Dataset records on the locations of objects
* Start *

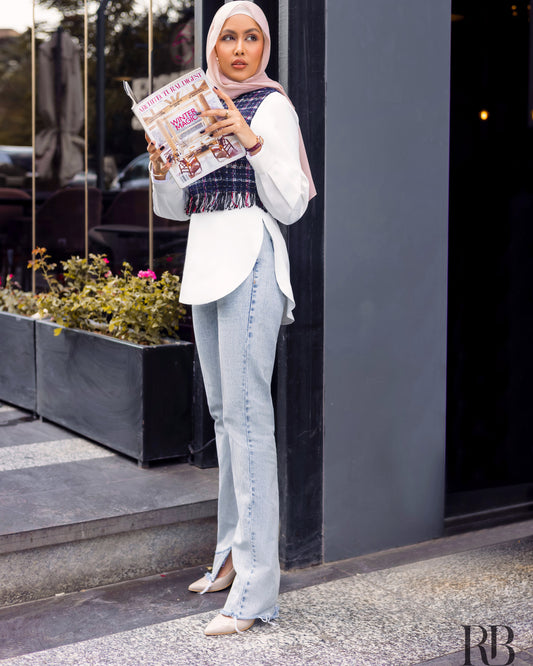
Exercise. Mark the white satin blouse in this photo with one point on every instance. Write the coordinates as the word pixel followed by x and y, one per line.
pixel 223 246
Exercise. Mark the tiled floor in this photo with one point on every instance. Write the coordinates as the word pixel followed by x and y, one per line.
pixel 408 614
pixel 397 608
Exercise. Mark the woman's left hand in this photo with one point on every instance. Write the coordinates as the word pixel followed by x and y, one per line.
pixel 232 122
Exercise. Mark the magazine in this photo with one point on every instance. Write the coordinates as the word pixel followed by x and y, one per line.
pixel 170 117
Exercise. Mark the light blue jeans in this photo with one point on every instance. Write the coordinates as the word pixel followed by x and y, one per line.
pixel 236 339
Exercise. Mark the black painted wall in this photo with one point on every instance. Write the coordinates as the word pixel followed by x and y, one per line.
pixel 386 269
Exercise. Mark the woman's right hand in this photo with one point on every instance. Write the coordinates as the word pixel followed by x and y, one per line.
pixel 159 168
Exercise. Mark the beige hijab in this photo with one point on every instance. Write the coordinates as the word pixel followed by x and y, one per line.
pixel 260 78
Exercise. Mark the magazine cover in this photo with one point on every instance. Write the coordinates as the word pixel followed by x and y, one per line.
pixel 170 117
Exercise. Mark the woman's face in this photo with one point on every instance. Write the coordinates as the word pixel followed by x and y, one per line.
pixel 239 47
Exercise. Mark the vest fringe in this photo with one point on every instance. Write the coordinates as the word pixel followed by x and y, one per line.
pixel 207 203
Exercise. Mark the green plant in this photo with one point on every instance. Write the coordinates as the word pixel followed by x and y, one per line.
pixel 16 301
pixel 138 308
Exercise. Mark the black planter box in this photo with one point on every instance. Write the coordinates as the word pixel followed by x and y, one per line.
pixel 17 360
pixel 133 398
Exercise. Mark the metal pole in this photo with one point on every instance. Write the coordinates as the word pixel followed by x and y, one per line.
pixel 150 87
pixel 33 158
pixel 86 124
pixel 100 92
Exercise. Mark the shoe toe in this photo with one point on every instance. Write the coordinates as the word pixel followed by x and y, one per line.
pixel 222 624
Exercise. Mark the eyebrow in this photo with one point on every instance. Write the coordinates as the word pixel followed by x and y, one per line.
pixel 232 32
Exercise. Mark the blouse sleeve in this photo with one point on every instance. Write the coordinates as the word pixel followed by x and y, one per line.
pixel 169 199
pixel 281 183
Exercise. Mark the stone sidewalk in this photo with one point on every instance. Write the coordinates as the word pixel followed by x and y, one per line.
pixel 397 608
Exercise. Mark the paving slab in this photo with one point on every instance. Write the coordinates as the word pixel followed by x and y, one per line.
pixel 399 615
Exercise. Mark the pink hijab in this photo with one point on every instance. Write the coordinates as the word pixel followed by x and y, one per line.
pixel 260 78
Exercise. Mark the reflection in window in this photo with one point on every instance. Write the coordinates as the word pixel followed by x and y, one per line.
pixel 60 127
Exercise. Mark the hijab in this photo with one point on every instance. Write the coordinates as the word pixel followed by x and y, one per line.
pixel 260 78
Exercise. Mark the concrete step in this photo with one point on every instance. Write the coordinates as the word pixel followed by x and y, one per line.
pixel 75 515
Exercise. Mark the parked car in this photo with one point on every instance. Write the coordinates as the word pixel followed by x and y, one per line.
pixel 15 166
pixel 134 175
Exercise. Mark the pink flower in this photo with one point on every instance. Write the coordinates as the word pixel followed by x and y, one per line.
pixel 147 274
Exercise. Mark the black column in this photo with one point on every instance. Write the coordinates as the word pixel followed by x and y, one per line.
pixel 300 381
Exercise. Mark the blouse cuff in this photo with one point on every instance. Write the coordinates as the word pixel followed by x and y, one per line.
pixel 263 161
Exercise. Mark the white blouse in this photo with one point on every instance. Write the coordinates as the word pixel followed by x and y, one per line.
pixel 223 246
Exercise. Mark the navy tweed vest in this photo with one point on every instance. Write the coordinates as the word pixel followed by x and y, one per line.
pixel 233 185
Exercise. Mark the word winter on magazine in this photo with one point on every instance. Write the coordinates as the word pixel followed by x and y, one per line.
pixel 171 118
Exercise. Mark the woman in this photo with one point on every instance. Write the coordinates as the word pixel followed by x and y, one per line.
pixel 236 277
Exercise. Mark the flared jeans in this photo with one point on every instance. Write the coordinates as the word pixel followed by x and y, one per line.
pixel 236 339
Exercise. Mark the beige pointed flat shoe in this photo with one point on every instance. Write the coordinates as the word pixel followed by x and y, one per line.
pixel 221 583
pixel 222 624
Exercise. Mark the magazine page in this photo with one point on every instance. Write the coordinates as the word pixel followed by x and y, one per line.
pixel 170 117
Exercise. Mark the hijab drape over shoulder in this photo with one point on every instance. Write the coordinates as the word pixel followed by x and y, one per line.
pixel 260 78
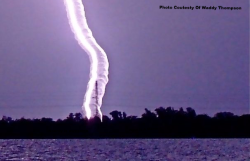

* End *

## Instructions to follow
Render all of the material above as a numbered list, leaving out blank lines. Omit the pictures from your answer.

## Answer to the exercise
1. Exercise. Mark the white satin blouse in this photo with one point on every instance. Write the coordinates as the word pixel followed by x and y, one per line.
2. pixel 223 246
3. Exercise. Mark the tiled floor in this photo with one point on every instance. Write the coordinates as the word pixel followed by x and y, one per line.
4. pixel 408 614
5. pixel 397 608
6. Exercise. Mark the woman's left hand in this photo with one point on every instance. Write the coordinates as the word pixel followed by x and y, one per line.
7. pixel 232 122
8. Exercise. Mark the magazine in this photo with one point on every instance. Write the coordinates as the word pixel followed by x and y, one per line.
9. pixel 170 117
10. Exercise. Mark the light blue jeans in this photo with one point on every instance. Write the coordinates as the word pixel followed by x and y, one per line.
11. pixel 236 339
12. Exercise. Mark the black painted wall in this photo with one point on every instance. Write the coordinates as the word pixel followed by x and y, one per line.
13. pixel 386 269
14. Exercise. Mark the woman's right hand in this photo with one point on every instance. Write the coordinates as the word pixel followed by x and y, one per line.
15. pixel 159 168
16. Exercise. Mark the beige hijab in this photo with one point on every instance. Write the coordinates as the word pixel followed by x and y, one per line.
17. pixel 260 78
18. Exercise. Mark the magazine cover in this photo with one point on every instance. Write the coordinates as the word pixel followed by x and y, one per line.
19. pixel 170 117
20. Exercise. Mark the woman's face in this photo with one point on every instance. Write the coordinates as the word pixel followed by x and y, one per line.
21. pixel 239 47
22. Exercise. Mark the vest fringe in this photo with one point on every instance. Write the coordinates as the word pixel followed by x and y, one per line.
23. pixel 207 203
24. Exercise. Mark the green plant in this photo with one point on every instance. Write the coordinates as the word pixel followed by x and y, one per line.
25. pixel 16 301
26. pixel 138 308
27. Exercise. Mark the black planter box in this photo with one point on every instance. Write the coordinates as the word pixel followed by x and y, one per line.
28. pixel 17 360
29. pixel 133 398
30. Exercise. Mark the metal pole in this photo with one point on every instance. Write the coordinates as the word pixel followed by x and y, one per line.
31. pixel 150 87
32. pixel 33 158
33. pixel 86 124
34. pixel 100 92
35. Exercise. Mark the shoe toe in this photo with one point on every instance. Write the coordinates as the word pixel followed by x and y, one per line.
36. pixel 222 624
37. Exercise. Mark the eyebrow in this photo with one point on every instance. Write the coordinates as the word pixel followed by x and y, one per line.
38. pixel 232 32
39. Exercise. Mark the blouse sleeve in this photo with one point on every instance. Write the coordinates as the word pixel followed by x and y, one per line.
40. pixel 169 199
41. pixel 281 183
42. Exercise. Mark the stone sidewalk in this photo with one point on every instance. Write the coordinates as the word pixel followed by x and y, one per line.
43. pixel 397 608
44. Exercise. Mark the paving slab in this photo with one point on every instance. Write the coordinates as the word pixel followed by x and y, one per line.
45. pixel 399 615
46. Exercise. Mark the pink hijab in this photo with one point on every instance. Write the coordinates as the word pixel followed by x and y, one per line.
47. pixel 260 78
48. Exercise. Mark the reflection in window in this photo with one point on every instance. Write the coordinates as the word pixel followed by x and y, one per line.
49. pixel 60 127
50. Exercise. Mark the hijab in this photo with one point on every instance. Write the coordinates as the word pixel followed by x and y, one per line.
51. pixel 260 78
52. Exercise. Mark the concrete step in this photo with one point on every instance. Write the coordinates as the word pixel followed by x and y, one per line.
53. pixel 75 515
54. Exercise. Mark the parked car in this photo with one point on every instance. Write the coordinates as the word pixel followed by x and y, one per line.
55. pixel 15 166
56. pixel 134 175
57. Exercise. Mark the pink flower in this photo with one point on every instance. Write the coordinates as the word pixel followed by x and y, one per line.
58. pixel 147 274
59. Exercise. Mark the black column in this photo with one point on every instance. Write the coordinates as the word pixel followed by x and y, one per line.
60. pixel 300 381
61. Exercise. Mark the blouse cuff in this photo with one point on every instance. Write the coordinates as the word pixel followed by x and y, one per line.
62. pixel 263 161
63. Exercise. Mark the white blouse in this photo with one point on every instance. Write the coordinates as the word pixel followed by x and y, one per line.
64. pixel 223 246
65. Exercise. Mark the navy tweed vest in this photo with one point on every instance. Write the coordinates as the word pixel followed by x and y, one per line.
66. pixel 233 185
67. Exercise. Mark the word winter on magazine in this photo with one point on every instance. Write the coordinates as the word pixel followed by x and y, one per line.
68. pixel 171 118
69. Exercise. Mark the woman in this photo with one point on every instance. Write the coordinates as the word pixel followed by x and y, one per line.
70. pixel 236 277
71. Exercise. Mark the flared jeans in this photo with one point on every instance. Write the coordinates as the word pixel followed by x and y, one per line.
72. pixel 236 339
73. Exercise. Mark the beige pointed flat shoe in this photo with one point on every instance. Write the coordinates as the word pixel followed by x and y, one per line.
74. pixel 221 583
75. pixel 222 624
76. Exercise. Mark the magazine page in this photo with one point on every instance. Write the coordinates as the word pixel followed by x and y, one per line.
77. pixel 170 117
78. Exercise. Mark the hijab drape over shoulder in this photo with one point on every instance. Write the coordinates as the word pixel followed by x and y, one per line.
79. pixel 260 78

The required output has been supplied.